Make an exact copy of the whole listing, but leave its pictures out.

════

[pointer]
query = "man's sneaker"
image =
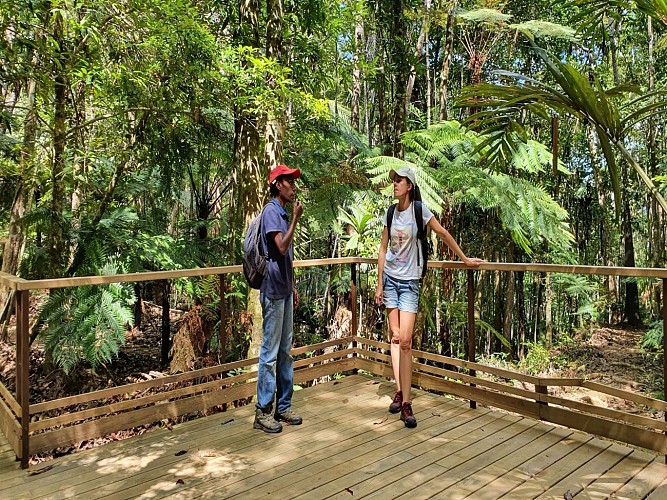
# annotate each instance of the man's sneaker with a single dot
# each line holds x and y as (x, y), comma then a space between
(289, 417)
(397, 403)
(407, 416)
(266, 422)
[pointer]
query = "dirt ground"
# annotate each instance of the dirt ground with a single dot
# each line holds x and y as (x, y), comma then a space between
(611, 355)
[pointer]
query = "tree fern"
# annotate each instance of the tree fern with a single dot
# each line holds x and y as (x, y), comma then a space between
(447, 157)
(87, 323)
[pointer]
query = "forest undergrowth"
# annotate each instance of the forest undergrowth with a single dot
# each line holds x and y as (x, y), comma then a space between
(608, 354)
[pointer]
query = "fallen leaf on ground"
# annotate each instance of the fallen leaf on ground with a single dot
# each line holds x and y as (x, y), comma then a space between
(40, 471)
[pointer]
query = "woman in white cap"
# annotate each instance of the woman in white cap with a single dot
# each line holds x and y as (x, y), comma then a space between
(400, 264)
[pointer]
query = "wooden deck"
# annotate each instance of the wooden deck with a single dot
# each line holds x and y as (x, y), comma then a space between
(349, 447)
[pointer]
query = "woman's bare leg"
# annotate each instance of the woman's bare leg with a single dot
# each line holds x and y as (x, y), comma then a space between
(407, 324)
(395, 347)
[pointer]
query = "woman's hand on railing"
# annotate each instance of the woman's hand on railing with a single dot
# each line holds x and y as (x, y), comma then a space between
(473, 262)
(379, 296)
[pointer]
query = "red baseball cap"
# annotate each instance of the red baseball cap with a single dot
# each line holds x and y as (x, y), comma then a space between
(295, 173)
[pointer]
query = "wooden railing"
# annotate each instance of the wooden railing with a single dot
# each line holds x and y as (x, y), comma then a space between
(58, 422)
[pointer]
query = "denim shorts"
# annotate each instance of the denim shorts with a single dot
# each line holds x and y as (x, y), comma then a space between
(403, 294)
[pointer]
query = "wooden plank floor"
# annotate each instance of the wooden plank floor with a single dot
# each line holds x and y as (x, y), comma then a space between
(349, 447)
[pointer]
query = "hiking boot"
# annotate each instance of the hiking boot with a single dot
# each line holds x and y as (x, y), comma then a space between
(397, 403)
(266, 422)
(289, 417)
(407, 416)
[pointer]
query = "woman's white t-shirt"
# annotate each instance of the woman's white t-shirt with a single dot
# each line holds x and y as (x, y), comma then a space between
(401, 261)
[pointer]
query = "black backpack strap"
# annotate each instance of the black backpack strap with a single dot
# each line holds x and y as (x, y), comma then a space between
(390, 217)
(421, 236)
(421, 232)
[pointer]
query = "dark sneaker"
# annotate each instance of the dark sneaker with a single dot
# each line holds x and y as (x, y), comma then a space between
(407, 416)
(397, 403)
(266, 422)
(289, 417)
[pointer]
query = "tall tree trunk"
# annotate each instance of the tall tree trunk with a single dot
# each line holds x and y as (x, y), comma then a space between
(631, 309)
(548, 310)
(603, 226)
(423, 34)
(398, 48)
(356, 74)
(520, 315)
(55, 236)
(448, 51)
(275, 122)
(657, 241)
(509, 303)
(631, 305)
(246, 152)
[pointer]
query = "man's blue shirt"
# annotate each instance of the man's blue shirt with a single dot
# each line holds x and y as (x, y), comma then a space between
(278, 282)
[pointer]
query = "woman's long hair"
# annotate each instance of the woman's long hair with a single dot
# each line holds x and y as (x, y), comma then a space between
(415, 193)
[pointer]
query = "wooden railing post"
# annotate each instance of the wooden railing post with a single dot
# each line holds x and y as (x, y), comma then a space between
(353, 297)
(222, 332)
(166, 328)
(664, 343)
(23, 370)
(471, 326)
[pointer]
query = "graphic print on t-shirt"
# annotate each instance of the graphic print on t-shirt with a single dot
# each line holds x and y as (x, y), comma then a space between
(401, 238)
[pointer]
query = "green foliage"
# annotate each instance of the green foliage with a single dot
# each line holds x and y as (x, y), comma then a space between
(537, 360)
(653, 338)
(87, 323)
(445, 159)
(360, 227)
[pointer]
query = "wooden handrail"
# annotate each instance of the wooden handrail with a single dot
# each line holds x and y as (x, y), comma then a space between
(16, 283)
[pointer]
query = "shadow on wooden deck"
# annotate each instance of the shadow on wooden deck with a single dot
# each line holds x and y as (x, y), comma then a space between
(350, 447)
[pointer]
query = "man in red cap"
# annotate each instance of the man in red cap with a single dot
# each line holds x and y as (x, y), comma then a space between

════

(Response area):
[pointer]
query = "man's sneaker"
image =
# annotate each instance of the man's sneaker with a single dot
# each line holds x and y as (x, y), comma then a space between
(289, 417)
(397, 403)
(407, 416)
(266, 422)
[pointer]
query = "dirt ground"
# annotate each instance of the dirt ground with a single dot
# each line holds x and y as (x, y), comma then a space between
(611, 355)
[pointer]
query = "tree fern"
# annotate each instance of the tree fern with a single dot
# each line holds x and y as (x, y), comma then a space between
(447, 157)
(87, 323)
[pointer]
query = "forest undergrowth"
# annotate each instance of the forest undergrowth with a single dot
# each line holds x and y as (x, y), comma then a space between
(608, 354)
[pointer]
query = "fallen leaf on ground"
# annotate each instance of the fallen leaf on ground with a single dot
# each line holds x and y as (x, y), comma then a space between
(40, 471)
[pointer]
query = "woman in white cap"
# annotate each instance of the woman in white cap with a single dot
# each line holds x and y as (x, y), comma then a space between
(400, 264)
[pointer]
query = "wooden deck"
# annotate each instance of the wooden deck with a single dot
# each line holds x and y as (x, y), comma then a space between
(349, 447)
[pointer]
query = "woman's bare leg"
# annotate each instance of the woman's bare leg with a single dot
# each line holds x and y as (x, y), comma then a space between
(407, 324)
(395, 347)
[pointer]
query = "woman's hand on railing"
# annotate each instance of the woman's hand on railing with a single dot
# each line holds x and y as (x, y), comma then a space between
(473, 262)
(379, 296)
[pointer]
query = "red baseball cap"
# annotate each instance of the red baseball cap with a single dot
# each line holds x and y as (x, y), comma then a space between
(295, 173)
[pointer]
query = "wooden railing"
# annotate each instance of the wooden railing with a single dot
# each line holds x and y as (x, y), comma then a space between
(58, 422)
[pointer]
query = "denim shorts"
# annotate each instance of the denim shorts with a single dot
# each line holds x and y as (x, y), comma then a space between
(403, 294)
[pointer]
query = "wooden plank floor"
# annotate each instance of the wooden plank floor with a single dot
# each line holds x and y as (x, y), comma then a space between
(349, 447)
[pointer]
query = "hiking boot"
# annotate each instance of the hiking boot with a single dot
# each line holds x and y as (x, y), comma then a space between
(397, 403)
(266, 422)
(289, 417)
(407, 416)
[pointer]
query = "woman's white t-shirt"
# annotate each instance of the woman's white t-shirt with a single dot
# each line holds x and y as (x, y), comma then a space between
(401, 261)
[pointer]
query = "black backpack strap"
# annotate each instance of the black backpack strap with a single dot
# each line holds x and y as (x, y), comma then a space between
(390, 217)
(421, 236)
(421, 232)
[pointer]
query = "dark sneaker"
# annotate each instance of the dark sneaker with a single dot
# each line holds x and y as (x, y), comma then a space between
(407, 416)
(397, 403)
(266, 422)
(289, 417)
[pointer]
query = "tall tree trunk"
# annotate each instance of the tall tree trunk with a single dot
# each line holds x and y as (x, y), comma then a space between
(631, 309)
(548, 310)
(603, 226)
(423, 34)
(398, 48)
(356, 74)
(520, 315)
(55, 236)
(448, 51)
(275, 122)
(657, 241)
(509, 303)
(631, 305)
(246, 152)
[pointer]
query = "man's blue shirt"
# annotate each instance of the man's blue shirt with a single dot
# each line holds x and y as (x, y), comma then a space between
(278, 282)
[pointer]
query = "woman's long hair"
# annotate each instance of the woman's long hair with a single dot
# each line holds x and y as (x, y), comma then a space between
(415, 193)
[pointer]
query = "wooden railing post"
# annotate each instance of the wooden railing post with a single dot
# each line holds x and y as (x, y), comma then a space between
(353, 297)
(222, 332)
(166, 328)
(664, 343)
(23, 370)
(471, 326)
[pointer]
query = "graphic print on t-shirt"
# annotate each instance of the graphic print on t-shirt with a single dot
# each line holds x and y as (x, y), comma then a space between
(401, 238)
[pointer]
query = "green foliage"
# annotate each instance of the green foliage with a single dot
# each line holds x and y as (x, y), comma then a space between
(537, 360)
(653, 338)
(87, 323)
(445, 159)
(360, 227)
[pointer]
query = "wooden handrail"
# annotate each instance of the wooden handrail with a single dot
# each line holds x and y as (x, y), comma then a space between
(16, 283)
[pointer]
query = "shadow on wooden deck"
# annotate each instance of the shadow on wooden deck with a single dot
# each line holds x and y as (x, y), comma then a space between
(350, 447)
[pointer]
query = "man in red cap"
# annotate each instance of the man in red cap with a single dot
# each line holds x and y as (x, y), comma then a space between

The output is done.